● Challenge
Turn every line of the items below into a Markdown table with two columns, "No." and "Text", numbering each line in order and skipping blank lines.

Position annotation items
------------------------------------------------

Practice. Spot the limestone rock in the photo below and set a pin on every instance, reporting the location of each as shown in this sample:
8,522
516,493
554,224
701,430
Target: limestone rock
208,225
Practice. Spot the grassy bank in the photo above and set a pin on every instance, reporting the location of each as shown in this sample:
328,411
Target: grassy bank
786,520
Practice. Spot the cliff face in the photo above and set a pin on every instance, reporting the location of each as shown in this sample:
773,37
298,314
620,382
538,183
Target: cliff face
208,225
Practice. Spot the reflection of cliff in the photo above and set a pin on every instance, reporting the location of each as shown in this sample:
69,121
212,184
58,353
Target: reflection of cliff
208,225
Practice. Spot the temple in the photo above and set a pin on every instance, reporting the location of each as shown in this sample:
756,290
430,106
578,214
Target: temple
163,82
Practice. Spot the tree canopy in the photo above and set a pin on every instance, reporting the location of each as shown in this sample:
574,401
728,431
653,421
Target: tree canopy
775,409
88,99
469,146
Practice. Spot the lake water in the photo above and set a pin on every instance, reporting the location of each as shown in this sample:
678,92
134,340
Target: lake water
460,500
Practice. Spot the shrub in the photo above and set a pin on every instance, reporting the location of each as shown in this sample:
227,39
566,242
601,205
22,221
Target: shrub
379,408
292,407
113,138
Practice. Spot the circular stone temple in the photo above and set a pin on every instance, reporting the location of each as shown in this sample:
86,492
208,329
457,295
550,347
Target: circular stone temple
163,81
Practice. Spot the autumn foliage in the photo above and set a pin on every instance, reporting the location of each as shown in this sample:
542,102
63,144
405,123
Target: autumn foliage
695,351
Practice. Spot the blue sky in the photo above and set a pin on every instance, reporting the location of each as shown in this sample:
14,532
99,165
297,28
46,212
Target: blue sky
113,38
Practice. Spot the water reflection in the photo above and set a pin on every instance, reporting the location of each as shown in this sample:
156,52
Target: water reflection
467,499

------------------------------------------------

● Output for this exercise
| No. | Text |
|---|---|
| 1 | Practice. Spot the limestone rock in the photo below and set a pin on every instance, reporting the location of each as shown in this sample: |
| 2 | 8,522 |
| 3 | 516,493 |
| 4 | 554,224 |
| 5 | 701,430 |
| 6 | Target: limestone rock |
| 7 | 208,225 |
| 8 | Practice. Spot the grassy bank in the photo above and set a pin on every instance, reporting the location of each as shown in this sample: |
| 9 | 328,411 |
| 10 | Target: grassy bank |
| 11 | 786,520 |
| 12 | Practice. Spot the cliff face in the photo above and set a pin on every instance, reporting the location of each as shown in this sample: |
| 13 | 773,37 |
| 14 | 298,314 |
| 15 | 620,382 |
| 16 | 538,183 |
| 17 | Target: cliff face |
| 18 | 208,225 |
| 19 | Practice. Spot the reflection of cliff in the photo above and set a pin on every instance, reporting the location of each as shown in this sample: |
| 20 | 69,121 |
| 21 | 212,184 |
| 22 | 58,353 |
| 23 | Target: reflection of cliff |
| 24 | 208,225 |
| 25 | Practice. Spot the temple in the photo above and set a pin on every instance, reporting the location of each as shown in this sample: |
| 26 | 756,290 |
| 27 | 430,106 |
| 28 | 578,214 |
| 29 | Target: temple |
| 30 | 163,82 |
| 31 | Practice. Spot the tree canopy in the photo above and set a pin on every instance, reporting the location of each as shown in this sample: |
| 32 | 574,401 |
| 33 | 728,431 |
| 34 | 653,421 |
| 35 | Target: tree canopy |
| 36 | 775,409 |
| 37 | 88,99 |
| 38 | 469,146 |
| 39 | Practice. Spot the lake water in the photo above and set a pin on every instance, reporting the location of each as shown in this sample: |
| 40 | 678,92 |
| 41 | 134,340 |
| 42 | Target: lake water |
| 43 | 460,500 |
| 44 | Practice. Spot the shrub in the photo above and set a pin on every instance, reporting the location of each as shown in this sample: |
| 45 | 227,39 |
| 46 | 566,242 |
| 47 | 601,205 |
| 48 | 22,221 |
| 49 | Target: shrub |
| 50 | 379,408 |
| 51 | 292,407 |
| 52 | 113,138 |
| 53 | Practice. Spot the circular stone temple in the photo above and set a pin on every instance, reporting the location of each as shown in this sample: |
| 54 | 86,492 |
| 55 | 208,329 |
| 56 | 457,295 |
| 57 | 550,347 |
| 58 | Target: circular stone temple |
| 59 | 163,81 |
| 60 | Practice. Spot the autumn foliage in the photo above and set a pin on every instance, reporting the location of each as shown in this sample: |
| 61 | 542,102 |
| 62 | 63,144 |
| 63 | 405,123 |
| 64 | Target: autumn foliage |
| 65 | 695,351 |
| 66 | Practice. Spot the blue sky in the photo above and set a pin on every instance, reporting the location of each as shown in this sample: |
| 67 | 14,532 |
| 68 | 99,165 |
| 69 | 297,28 |
| 70 | 46,212 |
| 71 | Target: blue sky |
| 72 | 113,38 |
| 73 | Practice. Spot the water reflection in the photo above and set a pin on every instance, reporting the location of each as shown in this sample: |
| 74 | 156,52 |
| 75 | Target: water reflection |
| 76 | 467,499 |